* [GIVEN REQUEST]:
Repeat exactly, and only, the lines from the one holding "the sandal, placed" through the last line of the records below.

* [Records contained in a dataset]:
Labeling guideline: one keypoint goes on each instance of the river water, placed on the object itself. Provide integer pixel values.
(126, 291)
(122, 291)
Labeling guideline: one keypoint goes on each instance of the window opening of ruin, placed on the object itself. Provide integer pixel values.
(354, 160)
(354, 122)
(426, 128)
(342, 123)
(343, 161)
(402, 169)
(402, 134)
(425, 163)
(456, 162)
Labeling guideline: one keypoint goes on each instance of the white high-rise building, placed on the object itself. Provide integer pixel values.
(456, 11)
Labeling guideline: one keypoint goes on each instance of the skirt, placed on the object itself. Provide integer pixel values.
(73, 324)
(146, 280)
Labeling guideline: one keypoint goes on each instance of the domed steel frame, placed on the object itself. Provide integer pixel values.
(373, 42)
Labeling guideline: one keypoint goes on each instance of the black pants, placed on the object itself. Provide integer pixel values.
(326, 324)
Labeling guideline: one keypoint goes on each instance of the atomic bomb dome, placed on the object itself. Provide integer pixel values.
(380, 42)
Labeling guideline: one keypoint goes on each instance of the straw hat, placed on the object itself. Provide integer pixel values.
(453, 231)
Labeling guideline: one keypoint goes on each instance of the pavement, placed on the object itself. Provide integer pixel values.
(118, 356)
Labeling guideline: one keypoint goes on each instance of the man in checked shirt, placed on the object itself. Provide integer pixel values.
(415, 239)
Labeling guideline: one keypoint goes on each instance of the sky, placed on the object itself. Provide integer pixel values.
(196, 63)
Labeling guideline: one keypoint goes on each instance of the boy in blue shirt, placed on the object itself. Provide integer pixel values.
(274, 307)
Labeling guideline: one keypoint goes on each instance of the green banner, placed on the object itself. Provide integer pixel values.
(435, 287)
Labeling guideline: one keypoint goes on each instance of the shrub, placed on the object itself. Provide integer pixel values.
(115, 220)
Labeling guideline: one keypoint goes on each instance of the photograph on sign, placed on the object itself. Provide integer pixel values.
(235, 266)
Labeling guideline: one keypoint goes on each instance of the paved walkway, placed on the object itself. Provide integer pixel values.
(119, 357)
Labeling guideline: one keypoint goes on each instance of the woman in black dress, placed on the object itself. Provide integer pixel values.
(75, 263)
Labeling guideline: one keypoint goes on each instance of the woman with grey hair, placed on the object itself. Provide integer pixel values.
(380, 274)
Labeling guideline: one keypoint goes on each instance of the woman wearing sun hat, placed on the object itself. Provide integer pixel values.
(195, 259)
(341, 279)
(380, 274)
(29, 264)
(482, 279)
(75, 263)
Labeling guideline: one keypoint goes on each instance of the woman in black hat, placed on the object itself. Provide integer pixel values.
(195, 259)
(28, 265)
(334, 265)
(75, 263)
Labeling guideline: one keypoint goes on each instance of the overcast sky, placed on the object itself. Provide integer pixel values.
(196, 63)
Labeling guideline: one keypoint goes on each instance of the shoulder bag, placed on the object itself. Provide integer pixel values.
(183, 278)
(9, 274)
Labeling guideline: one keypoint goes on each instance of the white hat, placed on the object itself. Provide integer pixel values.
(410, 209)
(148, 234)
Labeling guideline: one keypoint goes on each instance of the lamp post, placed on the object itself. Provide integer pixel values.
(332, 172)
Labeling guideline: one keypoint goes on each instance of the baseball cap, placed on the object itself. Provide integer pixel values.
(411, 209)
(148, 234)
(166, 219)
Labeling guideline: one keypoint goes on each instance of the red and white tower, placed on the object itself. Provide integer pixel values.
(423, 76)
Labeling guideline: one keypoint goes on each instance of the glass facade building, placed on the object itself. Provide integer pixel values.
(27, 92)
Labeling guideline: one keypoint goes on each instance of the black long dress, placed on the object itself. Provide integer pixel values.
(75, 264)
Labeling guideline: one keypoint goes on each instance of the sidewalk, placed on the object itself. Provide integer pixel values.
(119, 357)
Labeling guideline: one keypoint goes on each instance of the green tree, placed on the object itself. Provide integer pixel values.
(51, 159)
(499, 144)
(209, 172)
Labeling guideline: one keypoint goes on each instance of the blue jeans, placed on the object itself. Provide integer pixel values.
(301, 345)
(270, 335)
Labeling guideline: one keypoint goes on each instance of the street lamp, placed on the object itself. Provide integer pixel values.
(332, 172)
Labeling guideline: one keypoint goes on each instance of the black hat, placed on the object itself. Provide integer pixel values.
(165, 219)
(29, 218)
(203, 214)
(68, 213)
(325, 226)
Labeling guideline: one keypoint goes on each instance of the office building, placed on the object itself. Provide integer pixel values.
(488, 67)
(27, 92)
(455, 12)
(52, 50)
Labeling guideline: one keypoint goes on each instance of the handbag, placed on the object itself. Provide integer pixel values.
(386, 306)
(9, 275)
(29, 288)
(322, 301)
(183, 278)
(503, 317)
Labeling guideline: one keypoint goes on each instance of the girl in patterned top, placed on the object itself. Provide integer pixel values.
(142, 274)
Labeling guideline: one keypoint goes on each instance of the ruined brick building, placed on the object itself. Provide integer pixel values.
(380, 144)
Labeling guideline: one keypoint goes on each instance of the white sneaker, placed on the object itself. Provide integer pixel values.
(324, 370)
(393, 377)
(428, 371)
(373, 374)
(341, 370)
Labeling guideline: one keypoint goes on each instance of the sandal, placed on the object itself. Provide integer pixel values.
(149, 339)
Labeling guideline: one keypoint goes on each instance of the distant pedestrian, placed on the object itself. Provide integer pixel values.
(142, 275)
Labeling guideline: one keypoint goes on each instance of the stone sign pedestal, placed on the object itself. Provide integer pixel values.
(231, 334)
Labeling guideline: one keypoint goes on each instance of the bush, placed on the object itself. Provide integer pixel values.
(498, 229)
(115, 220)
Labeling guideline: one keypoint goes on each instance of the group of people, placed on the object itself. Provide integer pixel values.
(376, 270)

* [THE OUTPUT]:
Labeling guideline: one keypoint goes on each instance of the sandal, placed on the object itself. Provide integer pixel values.
(149, 339)
Labeling guideline: one keypoint goes on each instance of the distant pedestrian, placed on the object itself. Provide integer pixel values.
(142, 275)
Labeling guideline: one keypoint goes on each instance of the stone sign pedestal, placed on the object itself. Provide integer pixel values.
(231, 334)
Labeling guideline: one keypoint goes on each instance of the bush, placed on the object itself. Provide integer pixel values.
(498, 229)
(115, 220)
Labeling guideline: one keypoint goes on each instance of the group of people, placed on the object itself. Provide integer pixel values.
(376, 270)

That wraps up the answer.